─── Extrait à lire ───

Catherine Corringer, interview

Catherine Corringer est une actrice et performeuse française, qui s’était fait connaitre pour son adaption théâtrale du SCUM Manifesto. Son nouveau projet, QueenS, est un film étrange et déstabilisant qui questionne les traces mnésiques de nos représentations enfantines. Interview.

BBX : Lors de la présentation de votre film, Queens, vous dites avoir toujours réalisé un film pour une personne en particulier. Ici, il s’agit de Catherine Robbe-Grillet que l’on retrouve d’ailleurs comme protagoniste du film. Pourquoi l’avoir choisie elle et qu’elle a été sa réaction en visionnant le film ?

C : Dans mes films, il n’y a pas d’acteurs professionnels. J’ai envie de tourner avec des gens avec qui la rencontre a été forte. La majorité viennent de la scène SM. C’est assez mystérieux comment le désir nait : c’est en général fulgurant, comme une sorte de révélation : tout d’un coup je vois la personne dans un certain décor, je me vois avec elle, (je performe dans tous mes films), et je commence à écrire : j’écris avec ce que je sais de cette personne, de son univers, et je l’inscris dans le mien. C’est un acte d’amour.

En ce qui concerne Catherine, je la connais depuis plus de huit ans maintenant. Elle a été l’une des figures importantes que j’ai rencontré lorsque j’ai commencé à faire du SM. Elle est dominatrice sous le pseudonyme de Jeanne de Berg et organise des cérémonies SM très sophistiquées et sauvages à la fois, dans un cercle d’amies dont j’ai la chance de faire partie. Je voulais faire un film avec elle depuis plusieurs années et elle était d’accord sur le principe, mais je n’arrivais pas à trouver « l’image originale », celle qui allait déclencher mon imaginaire pour écrire. Peut-être parce qu’elle est très médiatisée et que cela m’impressionnait et brouillait mon ressenti. Un jour, je suis tombée en arrêt devant le travail d’Olivier Goulet et ses « capotes faciales », sorte de masques de latex qu’il travaille de façon très particulière. Une photo représentait un enfant aux boucles blonde assis au milieu d’une foule, avec ce masque sur le visage qui lui donnait une apparence de petite statue de bronze… J’ai été bouleversée par cette image et j’ai vu distinctement là ce que je pouvais faire avec Catherine, quel film je pouvais écrire : cette photo concrétisait ce que je pensais être la nature poétique de Catherine, celle que je voulais filmer : ce mélange si poétique qu’il y a en elle d’une enfance très joyeuse, ludique, malicieuse et parfois cruelle, et d’une vieille dame mature et parfaitement consciente de son âge. J’ai pris contact avec Olivier pour savoir si il accepterait de me prêter ce masque pour le film. Il a accepté et toute l’écriture du film est partie de là.

─── Données à traiter ───

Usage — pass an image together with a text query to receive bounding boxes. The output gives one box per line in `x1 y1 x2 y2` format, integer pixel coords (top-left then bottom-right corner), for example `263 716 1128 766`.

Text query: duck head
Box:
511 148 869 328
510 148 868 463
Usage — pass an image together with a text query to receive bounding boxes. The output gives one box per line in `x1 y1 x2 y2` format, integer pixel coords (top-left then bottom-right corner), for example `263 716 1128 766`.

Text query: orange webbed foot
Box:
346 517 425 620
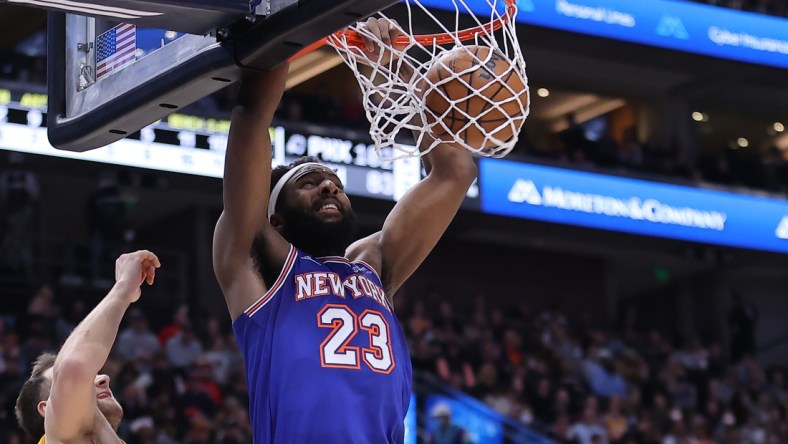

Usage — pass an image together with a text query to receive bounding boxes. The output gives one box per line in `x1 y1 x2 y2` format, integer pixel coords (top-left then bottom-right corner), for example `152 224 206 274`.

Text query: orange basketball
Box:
424 46 528 151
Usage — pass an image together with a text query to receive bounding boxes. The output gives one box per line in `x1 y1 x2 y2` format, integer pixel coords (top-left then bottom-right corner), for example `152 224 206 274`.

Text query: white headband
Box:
266 162 335 220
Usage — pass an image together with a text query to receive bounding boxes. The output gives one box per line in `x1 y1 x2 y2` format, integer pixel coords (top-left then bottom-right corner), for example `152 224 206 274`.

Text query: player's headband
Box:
266 162 336 220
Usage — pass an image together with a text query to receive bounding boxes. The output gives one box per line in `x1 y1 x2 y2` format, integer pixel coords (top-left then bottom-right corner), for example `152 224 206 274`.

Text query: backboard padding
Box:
47 0 395 151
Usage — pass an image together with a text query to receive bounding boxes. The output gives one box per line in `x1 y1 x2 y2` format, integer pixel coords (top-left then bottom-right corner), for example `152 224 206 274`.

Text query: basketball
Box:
424 46 528 152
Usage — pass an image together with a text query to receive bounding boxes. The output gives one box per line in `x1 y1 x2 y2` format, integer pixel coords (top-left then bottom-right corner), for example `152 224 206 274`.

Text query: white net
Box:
328 0 530 160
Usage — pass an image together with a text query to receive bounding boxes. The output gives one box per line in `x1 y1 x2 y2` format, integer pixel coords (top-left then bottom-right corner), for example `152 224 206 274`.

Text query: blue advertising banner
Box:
404 394 417 444
480 159 788 253
421 0 788 68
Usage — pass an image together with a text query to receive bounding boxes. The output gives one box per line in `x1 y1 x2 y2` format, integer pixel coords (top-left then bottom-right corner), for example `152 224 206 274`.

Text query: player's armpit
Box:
44 359 97 441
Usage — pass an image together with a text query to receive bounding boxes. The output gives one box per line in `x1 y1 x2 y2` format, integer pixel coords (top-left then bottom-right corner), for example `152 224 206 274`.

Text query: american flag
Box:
96 23 137 80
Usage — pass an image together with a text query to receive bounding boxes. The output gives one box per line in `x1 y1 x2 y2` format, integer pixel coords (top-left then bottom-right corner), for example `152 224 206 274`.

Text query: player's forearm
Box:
54 281 139 381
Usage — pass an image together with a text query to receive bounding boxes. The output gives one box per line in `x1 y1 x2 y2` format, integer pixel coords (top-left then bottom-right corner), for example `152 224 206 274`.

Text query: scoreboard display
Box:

───

Consignes à suivre -
**A.** Indiquez si chacune des affirmations suivantes est conforme à l'extrait. Pour chacune, répondez par oui ou par non et citez mot pour mot les termes de l'extrait qui tranchent : (i) Catherine Corringer fait appel à des acteurs professionnels dans ses films ; (ii) elle connaît Catherine Robbe-Grillet depuis plus de huit ans ; (iii) Olivier Goulet a refusé de lui prêter son masque.
**B.** Recopiez à l'identique le passage des lignes qui va de leur tout début jusqu'à la ligne contenant « 346 517 425 620 », cette ligne comprise.

Réponses successives -
**A.**
(i) Non : « Dans mes films, il n’y a pas d’acteurs professionnels. »
(ii) Oui : « je la connais depuis plus de huit ans maintenant »
(iii) Non : « Il a accepté et toute l’écriture du film est partie de là. »

**B.**
Usage — pass an image together with a text query to receive bounding boxes. The output gives one box per line in `x1 y1 x2 y2` format, integer pixel coords (top-left then bottom-right corner), for example `263 716 1128 766`.

Text query: duck head
Box:
511 148 869 328
510 148 868 463
Usage — pass an image together with a text query to receive bounding boxes. The output gives one box per line in `x1 y1 x2 y2` format, integer pixel coords (top-left then bottom-right corner), for example `263 716 1128 766`.

Text query: orange webbed foot
Box:
346 517 425 620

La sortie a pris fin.